Dr. Russell L. Blaylock, Professor of neurosurgery at the Medical University of Mississippi in his book “Health and Nutrition Secrets,” published in 2002, states: “The neural cell damage caused by excessive aspartate and MSG is why they’re called excitotoxins. They excite the neural cells to death. More than 75 percent of neural cells in the brain are killed before any clinical symptoms of a chronic illness are noticed.”

“Aspartame was originally approved for dry goods in 1981 and for carbonated beverages in 1983. In 1971, neuroscience researcher Dr. John Olney, a professor in the department of psychiatry, School of Medicine, Washington University, a neuroscientist and researcher, and one of the world’s foremost authorities on excitotoxins one of the world’s foremost authorities on excitotoxins, had informed G.D. Searle and Co., the maker of Aspartame, that aspartic acid caused holes in the brains of mice. Aspartame had originally been approved July 1974, but Dr. Olney filed for objections in August 1974 and sought investigations of Searle’s research practice caused the FDA to put approval of aspartame on hold.”

According to Dr. Betty Martini, writer for Rense online, “Ronald Reagan was sworn in as president January 21, 1981. Donald H. Rumsfeld, while still CEO at Searle, was part of Reagan’s transition team. This team handpicked Dr. Arthur Hull Hayes, Jr., to be the new FDA commissioner. One of Hayes’, first official acts as FDA chief was to approve the use of aspartame as an artificial sweetener in dry goods July 18, 1981. Hayes’, left his post at the FDA in November, 1983. Just before leaving office in scandal, Hayes approved the use of aspartame in beverages. According to The Post, Hayes, next job was in the private sector where he served as a high-paid senior medical advisor for Searle’s public relations firm.

According to Joseph Mercola of Global Research an online magazine, Oct. 2005, “Donald Rumsfeld was named Chairman of the Board of Gilead Sciences, the developer of the Tamiflu vaccine.” And later, Mercola continues, “President George W. Bush spent $2 billion on the worthless Tamiflu vaccine that only decreases the amount of days one is sick.” Coincidently, “while serving as Secretary of Defense Rumsfeld purchased additional Gilead stock worth $18 million, making him the largest Gilead stockholder today.”

Both Searle and Gilead profit in the billions of dollars annual. The biggest profit gain isn’t in curing an ailment but prolonging it. Consider the billions of dollars made daily if everyone on the planet was taking a pill a day. Consider the drugs being advertised daily and their life-threatening side-effects ranging from headaches to heart attacks. If I sold a billion pills at $1 each paying out $500 million for a class action lawsuit would merely a cost of doing business.

Pharmaceutical companies rank among the largest contributors of tax-exempt donations and grants to universities, hospitals, medical, scientific and civic organizations to support programs and activities under health education and scientific research. This type of tokenism generates a bias influence. It’s obvious to me there’s a revolving door between large corporations and top government agencies such as our FDA.

There’s also an enormous campaign by drug companies to discredit the competitive edge of alternative medicine since the typical costs of the drug used in chemotherapy runs between $20,000 and $30,000 while alternative therapies are generally inexpensive. And with a pill for every ailment, the pharmaceutical representative becomes the local physician’s main source of indoctrination on the latest drugs. The fox is in the henhouse and the chickens are being fattened for the slaughter.

EXERCISE REQUIREMENTS
List every person whom the text on aspartame and drug companies names with the title "Dr." Give each full name as the text gives it.

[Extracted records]
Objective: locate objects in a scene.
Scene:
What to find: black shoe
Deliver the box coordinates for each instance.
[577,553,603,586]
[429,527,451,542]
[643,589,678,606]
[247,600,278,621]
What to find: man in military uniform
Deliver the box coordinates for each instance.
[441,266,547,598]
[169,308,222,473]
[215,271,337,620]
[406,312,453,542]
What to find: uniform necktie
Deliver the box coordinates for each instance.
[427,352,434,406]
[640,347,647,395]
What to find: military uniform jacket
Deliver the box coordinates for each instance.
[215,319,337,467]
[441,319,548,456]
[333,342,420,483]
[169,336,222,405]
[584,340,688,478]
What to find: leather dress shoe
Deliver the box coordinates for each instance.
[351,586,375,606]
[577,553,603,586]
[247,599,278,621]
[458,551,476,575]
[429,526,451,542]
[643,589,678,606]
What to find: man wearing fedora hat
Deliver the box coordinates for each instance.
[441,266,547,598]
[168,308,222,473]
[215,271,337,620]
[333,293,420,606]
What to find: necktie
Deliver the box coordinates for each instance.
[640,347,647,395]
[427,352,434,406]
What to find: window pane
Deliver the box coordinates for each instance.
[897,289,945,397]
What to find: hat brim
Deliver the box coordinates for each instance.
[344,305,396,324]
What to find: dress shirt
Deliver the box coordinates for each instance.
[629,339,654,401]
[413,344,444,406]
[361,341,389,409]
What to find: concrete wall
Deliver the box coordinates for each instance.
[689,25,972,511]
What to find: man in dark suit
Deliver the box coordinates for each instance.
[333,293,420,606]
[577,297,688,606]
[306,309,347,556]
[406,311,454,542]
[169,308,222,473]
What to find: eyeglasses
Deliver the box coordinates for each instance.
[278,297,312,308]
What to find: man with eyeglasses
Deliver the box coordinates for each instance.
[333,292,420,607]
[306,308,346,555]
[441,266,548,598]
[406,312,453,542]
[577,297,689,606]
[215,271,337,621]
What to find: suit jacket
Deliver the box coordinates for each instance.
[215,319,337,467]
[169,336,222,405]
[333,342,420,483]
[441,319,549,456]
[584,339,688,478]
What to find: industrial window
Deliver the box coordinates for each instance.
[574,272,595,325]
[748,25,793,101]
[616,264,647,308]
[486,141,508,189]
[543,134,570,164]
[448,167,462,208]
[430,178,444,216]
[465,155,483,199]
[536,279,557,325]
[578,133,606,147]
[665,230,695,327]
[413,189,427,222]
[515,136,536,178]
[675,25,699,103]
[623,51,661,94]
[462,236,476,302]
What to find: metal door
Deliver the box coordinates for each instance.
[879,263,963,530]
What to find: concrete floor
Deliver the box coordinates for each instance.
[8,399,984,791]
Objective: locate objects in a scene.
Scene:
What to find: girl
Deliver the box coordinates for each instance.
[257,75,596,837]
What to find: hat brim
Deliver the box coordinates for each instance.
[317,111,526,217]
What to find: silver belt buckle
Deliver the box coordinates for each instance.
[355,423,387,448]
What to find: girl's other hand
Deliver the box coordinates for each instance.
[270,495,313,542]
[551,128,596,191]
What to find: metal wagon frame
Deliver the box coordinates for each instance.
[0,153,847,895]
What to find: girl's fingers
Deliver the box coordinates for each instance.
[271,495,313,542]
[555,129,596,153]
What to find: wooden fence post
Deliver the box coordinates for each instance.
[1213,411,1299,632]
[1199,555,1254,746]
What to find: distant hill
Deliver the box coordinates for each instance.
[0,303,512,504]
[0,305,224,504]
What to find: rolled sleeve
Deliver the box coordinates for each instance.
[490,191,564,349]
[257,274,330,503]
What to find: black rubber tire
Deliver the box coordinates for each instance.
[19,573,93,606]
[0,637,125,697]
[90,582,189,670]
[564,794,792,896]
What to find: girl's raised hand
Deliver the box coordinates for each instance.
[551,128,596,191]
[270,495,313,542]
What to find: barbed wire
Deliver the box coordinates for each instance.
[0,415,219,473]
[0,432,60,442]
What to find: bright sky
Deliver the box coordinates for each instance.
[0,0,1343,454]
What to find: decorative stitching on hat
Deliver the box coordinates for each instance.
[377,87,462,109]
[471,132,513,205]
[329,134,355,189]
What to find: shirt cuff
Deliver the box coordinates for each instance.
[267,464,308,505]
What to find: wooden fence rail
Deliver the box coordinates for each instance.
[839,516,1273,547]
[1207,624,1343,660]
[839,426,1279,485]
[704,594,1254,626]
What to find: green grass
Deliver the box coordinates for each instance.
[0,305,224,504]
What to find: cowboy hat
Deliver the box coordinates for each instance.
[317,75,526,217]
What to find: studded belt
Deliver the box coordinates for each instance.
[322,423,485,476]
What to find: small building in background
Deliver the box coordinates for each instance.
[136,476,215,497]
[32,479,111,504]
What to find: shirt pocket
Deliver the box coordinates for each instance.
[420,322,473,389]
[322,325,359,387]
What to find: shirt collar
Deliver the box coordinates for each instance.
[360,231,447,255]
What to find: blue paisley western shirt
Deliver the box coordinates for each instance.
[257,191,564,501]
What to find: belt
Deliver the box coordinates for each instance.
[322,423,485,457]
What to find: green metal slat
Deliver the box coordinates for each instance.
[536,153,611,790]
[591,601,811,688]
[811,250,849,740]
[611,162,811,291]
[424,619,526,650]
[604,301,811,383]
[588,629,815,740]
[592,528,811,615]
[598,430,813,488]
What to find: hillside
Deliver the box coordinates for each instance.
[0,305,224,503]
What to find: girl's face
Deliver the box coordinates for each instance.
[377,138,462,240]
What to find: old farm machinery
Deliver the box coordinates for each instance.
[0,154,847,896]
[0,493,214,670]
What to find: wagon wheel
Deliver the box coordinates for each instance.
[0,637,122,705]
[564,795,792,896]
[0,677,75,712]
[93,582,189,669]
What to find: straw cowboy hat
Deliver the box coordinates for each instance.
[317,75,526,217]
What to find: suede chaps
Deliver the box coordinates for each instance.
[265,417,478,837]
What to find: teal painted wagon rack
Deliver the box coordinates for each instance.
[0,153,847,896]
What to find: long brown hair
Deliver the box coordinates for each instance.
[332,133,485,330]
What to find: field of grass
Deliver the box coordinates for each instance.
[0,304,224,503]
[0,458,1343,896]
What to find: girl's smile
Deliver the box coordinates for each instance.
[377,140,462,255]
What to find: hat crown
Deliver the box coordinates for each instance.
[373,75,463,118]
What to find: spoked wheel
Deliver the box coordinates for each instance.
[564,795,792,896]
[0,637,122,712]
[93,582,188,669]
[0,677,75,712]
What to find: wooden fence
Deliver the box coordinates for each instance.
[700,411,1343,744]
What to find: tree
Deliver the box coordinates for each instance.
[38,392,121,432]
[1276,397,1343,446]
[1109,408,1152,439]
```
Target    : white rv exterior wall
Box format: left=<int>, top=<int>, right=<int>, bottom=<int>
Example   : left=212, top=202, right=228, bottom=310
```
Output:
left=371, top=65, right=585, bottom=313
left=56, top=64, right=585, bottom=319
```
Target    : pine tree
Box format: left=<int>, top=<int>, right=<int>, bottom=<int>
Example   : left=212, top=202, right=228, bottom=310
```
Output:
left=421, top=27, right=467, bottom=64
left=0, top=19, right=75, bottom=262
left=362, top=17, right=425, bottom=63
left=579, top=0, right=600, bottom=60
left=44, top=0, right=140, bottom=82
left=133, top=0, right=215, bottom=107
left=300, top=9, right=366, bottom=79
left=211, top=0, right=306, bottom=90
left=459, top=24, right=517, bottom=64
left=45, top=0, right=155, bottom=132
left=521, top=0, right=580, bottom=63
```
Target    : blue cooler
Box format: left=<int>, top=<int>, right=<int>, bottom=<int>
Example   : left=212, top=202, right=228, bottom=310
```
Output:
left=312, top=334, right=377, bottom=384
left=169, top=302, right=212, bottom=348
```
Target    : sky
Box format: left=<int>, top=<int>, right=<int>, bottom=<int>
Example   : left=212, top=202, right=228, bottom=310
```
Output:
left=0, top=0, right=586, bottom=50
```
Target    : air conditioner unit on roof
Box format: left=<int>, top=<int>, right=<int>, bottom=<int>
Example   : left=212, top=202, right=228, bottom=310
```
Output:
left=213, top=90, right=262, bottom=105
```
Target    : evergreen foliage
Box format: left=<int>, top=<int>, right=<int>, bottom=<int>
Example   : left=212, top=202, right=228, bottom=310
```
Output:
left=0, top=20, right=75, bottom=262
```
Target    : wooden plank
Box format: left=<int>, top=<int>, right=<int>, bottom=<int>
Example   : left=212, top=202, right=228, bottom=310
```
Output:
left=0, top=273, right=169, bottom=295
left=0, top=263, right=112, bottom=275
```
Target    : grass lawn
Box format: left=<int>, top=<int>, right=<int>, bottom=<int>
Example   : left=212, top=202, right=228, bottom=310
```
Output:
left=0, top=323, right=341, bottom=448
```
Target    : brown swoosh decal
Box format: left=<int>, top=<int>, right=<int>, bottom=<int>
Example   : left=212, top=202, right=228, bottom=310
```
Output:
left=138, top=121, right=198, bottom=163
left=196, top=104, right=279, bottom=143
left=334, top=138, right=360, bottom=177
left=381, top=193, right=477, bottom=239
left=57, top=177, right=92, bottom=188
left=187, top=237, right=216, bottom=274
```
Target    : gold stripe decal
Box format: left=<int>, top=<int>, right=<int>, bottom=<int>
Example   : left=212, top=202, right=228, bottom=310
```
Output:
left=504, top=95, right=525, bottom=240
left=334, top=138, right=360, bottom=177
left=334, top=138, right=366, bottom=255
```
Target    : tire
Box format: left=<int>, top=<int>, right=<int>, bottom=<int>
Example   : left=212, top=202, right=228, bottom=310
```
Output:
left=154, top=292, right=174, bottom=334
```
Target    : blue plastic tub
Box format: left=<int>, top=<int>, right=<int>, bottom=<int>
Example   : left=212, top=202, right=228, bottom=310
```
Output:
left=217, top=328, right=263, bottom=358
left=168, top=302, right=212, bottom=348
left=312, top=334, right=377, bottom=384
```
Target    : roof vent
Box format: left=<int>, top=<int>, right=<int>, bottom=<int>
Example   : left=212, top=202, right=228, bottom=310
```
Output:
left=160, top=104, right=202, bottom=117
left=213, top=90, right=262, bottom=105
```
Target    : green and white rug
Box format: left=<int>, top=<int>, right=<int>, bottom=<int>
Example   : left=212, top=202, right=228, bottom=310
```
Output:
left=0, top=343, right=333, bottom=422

ANSWER SECTION
Russell L. Blaylock
John Olney
Betty Martini
Arthur Hull Hayes, Jr.